Quel regard portez-vous sur la médiatisation des courses ?
Je manque quand même beaucoup de recul pour prendre position. Le seul élément qui me vient à l'esprit quand on évoque ça, c'est de voir ce qui est fait aujourd'hui autour des grandes courses. Alors, elles ne sont pas seules à animer l'univers des courses et du trot ou du galop d'ailleurs, mais évidemment que ce sont les grandes courses dont on entend parler quand on est néophyte comme moi avant toute autre course. Et je vois ce qui est fait et ce que les organisateurs tentent de faire pour que ce soit du grand spectacle. La F1 a fait la même chose.
Il faut que le sport de haut niveau puisse aussi être un spectacle avec sa part d'excitation. Donc je l'ai vu en allant au Prix d'Amérique : ça devient des grands shows et à l’instar de la F1 qui a eu ce leitmotiv de dire que chaque Grand Prix maintenant doit être un Super Bowl, chaque Grand Prix doit être un événement exceptionnel. On voit bien qu'aujourd'hui, chaque grande course devient un super show également.
Maintenant, toutes les courses de la planète ne peuvent pas être un Super Bowl chaque dimanche et ce sont aussi les plus petites courses qui font vivre tout un écosystème. Néanmoins, dire quelle position j'ai là-dessus, honnêtement, je n'ai pas du tout le recul pour le dire. Je pense néanmoins que, quelque soit le sujet, on peut toujours s'inspirer de ce qui est fait de mieux dans tout domaine. Il y a des choses qui ne sont pas forcément liées aux finances, mais qui sont des choses de bon sens, d'organisation… L’excellence doit être source d'inspiration, et il ne faut pas en avoir peur. Quand je quitte mon univers de la Formule 1, et que je vais participer à mes courses de rallycross, un sport populaire dans le sens le plus noble du terme, et qui n'a évidemment pas la médiatisation de la Formule 1, sans attirer des foules et générer des montants comme ceux de la Formule 1, pour autant, j'aime appliquer et pouvoir essayer d'y appliquer des règles que je vois au quotidien en Formule 1, des idées souvent applicables, de bon sens.

--- Liste de données ---
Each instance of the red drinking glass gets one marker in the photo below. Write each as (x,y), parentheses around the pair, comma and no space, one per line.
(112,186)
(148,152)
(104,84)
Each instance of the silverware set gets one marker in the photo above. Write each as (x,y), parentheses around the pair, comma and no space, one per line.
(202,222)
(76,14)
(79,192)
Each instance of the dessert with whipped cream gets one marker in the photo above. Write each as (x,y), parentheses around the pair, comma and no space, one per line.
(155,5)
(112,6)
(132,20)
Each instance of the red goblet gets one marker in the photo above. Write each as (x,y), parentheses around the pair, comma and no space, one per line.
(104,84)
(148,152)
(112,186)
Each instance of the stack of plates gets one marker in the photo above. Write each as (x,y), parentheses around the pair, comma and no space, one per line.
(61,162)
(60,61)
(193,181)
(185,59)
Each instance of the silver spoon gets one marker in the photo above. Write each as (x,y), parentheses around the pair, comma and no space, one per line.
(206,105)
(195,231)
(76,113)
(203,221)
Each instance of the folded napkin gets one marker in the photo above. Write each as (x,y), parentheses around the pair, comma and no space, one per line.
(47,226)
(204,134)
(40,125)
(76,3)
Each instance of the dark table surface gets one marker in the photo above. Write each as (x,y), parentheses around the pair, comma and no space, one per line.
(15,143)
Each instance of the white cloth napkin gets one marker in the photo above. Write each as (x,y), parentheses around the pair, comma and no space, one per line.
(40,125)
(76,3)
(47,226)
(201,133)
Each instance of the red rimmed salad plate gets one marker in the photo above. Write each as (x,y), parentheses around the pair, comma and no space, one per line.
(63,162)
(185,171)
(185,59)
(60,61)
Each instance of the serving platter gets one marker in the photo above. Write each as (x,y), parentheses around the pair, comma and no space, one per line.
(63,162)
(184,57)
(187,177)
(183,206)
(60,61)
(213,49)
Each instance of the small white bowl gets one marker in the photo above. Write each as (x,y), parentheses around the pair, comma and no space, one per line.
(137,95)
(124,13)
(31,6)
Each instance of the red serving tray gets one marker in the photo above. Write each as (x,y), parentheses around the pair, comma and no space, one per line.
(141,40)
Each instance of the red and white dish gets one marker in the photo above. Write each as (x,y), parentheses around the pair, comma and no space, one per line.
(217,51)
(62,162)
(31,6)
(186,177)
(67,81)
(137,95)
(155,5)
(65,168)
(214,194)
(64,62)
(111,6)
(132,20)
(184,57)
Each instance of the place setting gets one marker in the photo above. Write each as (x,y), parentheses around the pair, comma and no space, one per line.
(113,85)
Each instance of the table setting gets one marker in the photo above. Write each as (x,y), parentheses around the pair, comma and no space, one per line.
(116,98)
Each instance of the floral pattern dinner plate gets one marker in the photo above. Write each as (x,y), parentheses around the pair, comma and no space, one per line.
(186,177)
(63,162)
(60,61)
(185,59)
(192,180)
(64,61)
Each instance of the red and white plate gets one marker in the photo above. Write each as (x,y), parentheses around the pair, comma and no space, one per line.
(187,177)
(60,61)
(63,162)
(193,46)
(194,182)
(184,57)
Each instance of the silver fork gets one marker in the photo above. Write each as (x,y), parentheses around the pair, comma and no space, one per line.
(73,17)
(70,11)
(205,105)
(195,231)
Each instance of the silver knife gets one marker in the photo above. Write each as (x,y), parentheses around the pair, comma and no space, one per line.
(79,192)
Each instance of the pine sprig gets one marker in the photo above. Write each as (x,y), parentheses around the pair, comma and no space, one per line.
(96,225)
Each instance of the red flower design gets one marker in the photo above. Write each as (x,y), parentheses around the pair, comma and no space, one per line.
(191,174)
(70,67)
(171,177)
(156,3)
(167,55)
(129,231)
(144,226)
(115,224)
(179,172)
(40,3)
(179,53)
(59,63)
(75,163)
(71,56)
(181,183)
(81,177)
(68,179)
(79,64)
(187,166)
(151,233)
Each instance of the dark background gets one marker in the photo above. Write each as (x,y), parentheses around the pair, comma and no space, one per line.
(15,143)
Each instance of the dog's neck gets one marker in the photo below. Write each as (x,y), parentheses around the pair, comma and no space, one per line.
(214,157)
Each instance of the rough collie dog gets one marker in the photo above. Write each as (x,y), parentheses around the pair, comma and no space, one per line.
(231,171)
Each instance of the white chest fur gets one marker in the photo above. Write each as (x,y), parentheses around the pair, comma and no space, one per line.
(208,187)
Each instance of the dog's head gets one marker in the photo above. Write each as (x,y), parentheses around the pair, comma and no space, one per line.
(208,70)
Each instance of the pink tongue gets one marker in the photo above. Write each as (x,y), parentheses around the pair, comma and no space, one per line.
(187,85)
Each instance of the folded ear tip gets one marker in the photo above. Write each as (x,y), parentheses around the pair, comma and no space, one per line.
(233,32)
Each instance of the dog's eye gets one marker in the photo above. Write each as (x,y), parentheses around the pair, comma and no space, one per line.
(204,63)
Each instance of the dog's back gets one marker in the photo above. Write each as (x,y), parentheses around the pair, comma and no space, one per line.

--- Énoncé 1 ---
Recopiez sans rien changer tout ce qui va de la ligne de la liste contenant « Each instance of the dog's eye » jusqu'à la fin de cette liste.
--- Énoncé 2 ---
Prolongez le texte sur la médiatisation des courses en reprenant juste après sa dernière phrase.

--- Réponse attendue 1 ---
Each instance of the dog's eye gets one marker in the photo above. Write each as (x,y), parentheses around the pair, comma and no space, one per line.
(204,63)
Each instance of the dog's back gets one marker in the photo above. Write each as (x,y), parentheses around the pair, comma and no space, one per line.

--- Réponse attendue 2 ---
"Yoann, ce serait Charles Leclerc car c'est lui qui a le feeling, qui a notre New Success entre ses mains"
Un jeu avant de conclure ? En Formule 1 qui serait...
Sébastien Guarato ?
Séb, ce serait Totto Wolff, le grand patron de l'écurie Mercedes, celui qui organise tout, qui est à la baguette.
Marine Costabadie ?
Ce serait Margot Laffitte parce qu'elle est à la fois journaliste, observatrice de tout premier rang, et puis Margot est une pilote aussi, comme Marine est propriétaire de chevaux, donc elle est impliquée dans l'aventure, oui ce serait Margot !
Yoann Lebourgeois ?
Ah Yoann, ce serait Charles Leclerc car c'est lui qui a le feeling, qui a notre New Success entre ses mains
New Success justement, ce serait ?
La McLaren, c'est la machine !
Et Julien Fébreau ?
Oh je resterais moi, je reste en retrait, en simple observateur.
Pour conclure, vous qui aimez les formules, quel punch-line pourriez-vous créer pour New Success ?
Ce serait plutôt sous la forme d'un voeu. Je lui dirais : "Sois heureux, fais-toi plaisir, amuse-toi. Il a un regard tellement malicieux, t'as envie de lui dire, continue d'être heureux."